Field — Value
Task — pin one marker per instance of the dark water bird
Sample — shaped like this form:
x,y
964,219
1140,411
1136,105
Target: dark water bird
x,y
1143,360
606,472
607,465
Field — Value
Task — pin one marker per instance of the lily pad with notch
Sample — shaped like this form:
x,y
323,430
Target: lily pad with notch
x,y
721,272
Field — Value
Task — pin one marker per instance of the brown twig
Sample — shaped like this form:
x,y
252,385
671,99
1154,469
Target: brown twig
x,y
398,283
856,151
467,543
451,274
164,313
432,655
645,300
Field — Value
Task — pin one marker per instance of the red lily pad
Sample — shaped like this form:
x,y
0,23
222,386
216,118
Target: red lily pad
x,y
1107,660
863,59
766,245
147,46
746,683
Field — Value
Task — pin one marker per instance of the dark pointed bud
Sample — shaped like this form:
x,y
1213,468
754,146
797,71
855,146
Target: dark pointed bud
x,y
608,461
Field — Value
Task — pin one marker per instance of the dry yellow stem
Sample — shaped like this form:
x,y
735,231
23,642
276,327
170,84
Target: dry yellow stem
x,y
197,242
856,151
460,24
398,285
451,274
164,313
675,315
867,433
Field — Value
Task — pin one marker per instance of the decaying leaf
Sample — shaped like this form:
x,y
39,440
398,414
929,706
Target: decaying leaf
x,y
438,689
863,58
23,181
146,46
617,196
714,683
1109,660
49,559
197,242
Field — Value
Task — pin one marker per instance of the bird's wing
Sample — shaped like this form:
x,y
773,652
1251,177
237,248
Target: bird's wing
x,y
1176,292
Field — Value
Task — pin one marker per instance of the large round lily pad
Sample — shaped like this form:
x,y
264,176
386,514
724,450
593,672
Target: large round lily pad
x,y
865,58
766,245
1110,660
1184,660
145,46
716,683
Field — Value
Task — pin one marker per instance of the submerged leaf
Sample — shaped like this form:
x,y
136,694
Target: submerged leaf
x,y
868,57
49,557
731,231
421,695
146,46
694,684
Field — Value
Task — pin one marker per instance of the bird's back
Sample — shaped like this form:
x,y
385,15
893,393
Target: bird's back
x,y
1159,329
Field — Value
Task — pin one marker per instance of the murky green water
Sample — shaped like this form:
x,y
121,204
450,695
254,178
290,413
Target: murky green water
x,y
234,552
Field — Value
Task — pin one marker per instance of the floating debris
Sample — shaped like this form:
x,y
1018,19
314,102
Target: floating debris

*-*-*

From the records above, extract everything verbatim.

● OUTPUT BELOW
Field — Value
Task — pin one marker per instance of the dark water bird
Sample — shaped like this form:
x,y
964,219
1140,411
1136,105
Target: dark water bird
x,y
1143,360
606,472
607,465
Field — Value
Task — pin one marker per instance of the lily pad with notch
Sample — shaped like this form:
x,y
323,430
Target: lily pad with notch
x,y
721,272
Field — Value
Task — pin one marker per instance of the brown twig
Sample — shaped like this form:
x,y
252,385
671,99
1154,469
Target: brown twig
x,y
398,283
856,151
467,543
451,274
164,313
432,655
645,300
Field — Value
Task — pin one marker per instance of the red lily pad
Sample — shaped like this form:
x,y
0,23
222,386
216,118
Target: red lily pad
x,y
1107,660
863,59
766,245
147,46
746,683
Field — Value
Task — pin one marker per instance of the dark pointed bud
Sample — shaped like this form:
x,y
1213,468
754,146
797,71
855,146
Target: dark pointed bud
x,y
608,461
Field — Value
Task — pin one marker per instance of the dry yellow stem
Sample — shaped like this form:
x,y
735,231
23,642
276,327
170,84
Target: dry yellow stem
x,y
197,242
856,151
460,24
398,285
451,274
164,313
675,315
867,433
Field — Value
Task — pin one marker per instance of the decaying leaf
Sample — shaped like this form:
x,y
39,440
398,414
929,706
Target: decaying leaf
x,y
438,689
863,58
23,181
146,46
617,196
714,683
1109,660
49,559
197,242
Field — Value
Task — pin one marker per instance of the bird's wing
Sample — shaped like this form:
x,y
773,652
1251,177
237,248
Target: bird's wing
x,y
1176,292
Field — Value
Task — pin one marker per instance of the large round lily pad
Sample — shaped like this form:
x,y
264,176
386,514
724,450
593,672
Target: large round lily pad
x,y
865,58
766,245
1110,660
1184,660
145,46
716,683
Field — Value
Task — pin one marker per instance of the submerged leaf
Sample — shaped like this form:
x,y
136,694
Target: submerged leaf
x,y
868,57
49,557
731,231
421,695
146,46
694,684
Field — Value
Task — pin one marker per instance of the bird's back
Sample — shaped like this form:
x,y
385,15
893,393
Target: bird's back
x,y
1159,329
Field — Value
Task — pin one marker per instance of the murky green water
Sample — shaped like this form:
x,y
121,204
450,695
254,178
290,413
Target: murky green water
x,y
234,552
Field — Value
Task — pin one marker per instance of the floating debris
Sample — shaped like this form:
x,y
1018,19
314,102
Target: floating debris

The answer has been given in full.